- **Exercise objective**
Among the entries below, find the lines with "keypoint" and copy them.
Top of Record set
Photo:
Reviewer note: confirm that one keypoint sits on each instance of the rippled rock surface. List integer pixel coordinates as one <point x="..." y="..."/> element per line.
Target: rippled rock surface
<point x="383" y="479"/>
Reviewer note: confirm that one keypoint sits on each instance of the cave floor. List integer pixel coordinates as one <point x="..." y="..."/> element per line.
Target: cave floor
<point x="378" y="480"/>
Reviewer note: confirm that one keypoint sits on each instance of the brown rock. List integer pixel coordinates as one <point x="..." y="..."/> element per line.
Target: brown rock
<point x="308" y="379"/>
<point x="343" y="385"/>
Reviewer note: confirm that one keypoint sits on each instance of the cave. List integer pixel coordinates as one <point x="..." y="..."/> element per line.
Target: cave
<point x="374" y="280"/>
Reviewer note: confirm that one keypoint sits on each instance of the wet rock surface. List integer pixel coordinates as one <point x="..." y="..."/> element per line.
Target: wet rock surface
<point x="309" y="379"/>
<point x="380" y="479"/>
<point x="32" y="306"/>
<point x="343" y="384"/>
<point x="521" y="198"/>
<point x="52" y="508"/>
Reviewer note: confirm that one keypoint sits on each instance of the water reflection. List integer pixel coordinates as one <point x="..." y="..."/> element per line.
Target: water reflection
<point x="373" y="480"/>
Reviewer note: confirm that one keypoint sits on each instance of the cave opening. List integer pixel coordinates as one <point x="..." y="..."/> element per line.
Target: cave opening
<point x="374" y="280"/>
Bottom of Record set
- **Result for this task**
Reviewer note: confirm that one keypoint sits on each instance of the rippled rock surface. List integer pixel coordinates as one <point x="..." y="..."/> element per line.
Reviewer note: confirm that one keypoint sits on each instance of the cave floor. List integer pixel coordinates as one <point x="..." y="..."/> element per line.
Reviewer note: confirm that one keypoint sits on each instance of the brown rock. List integer pixel coordinates as one <point x="..." y="..."/> element per line.
Reviewer note: confirm that one keypoint sits on each instance of the cave. List integer pixel coordinates as one <point x="..." y="..."/> element per line.
Reviewer note: confirm that one keypoint sits on each instance of the wet rock surface. List integer pixel coordinates as one <point x="..." y="..."/> element per line.
Reviewer note: confirm that one keypoint sits on each instance of the water reflection. List integer pixel coordinates as one <point x="..." y="..."/> element per line.
Reviewer note: confirm that one keypoint sits on each instance of the cave opening. List integer pixel coordinates as one <point x="..." y="..."/> element per line.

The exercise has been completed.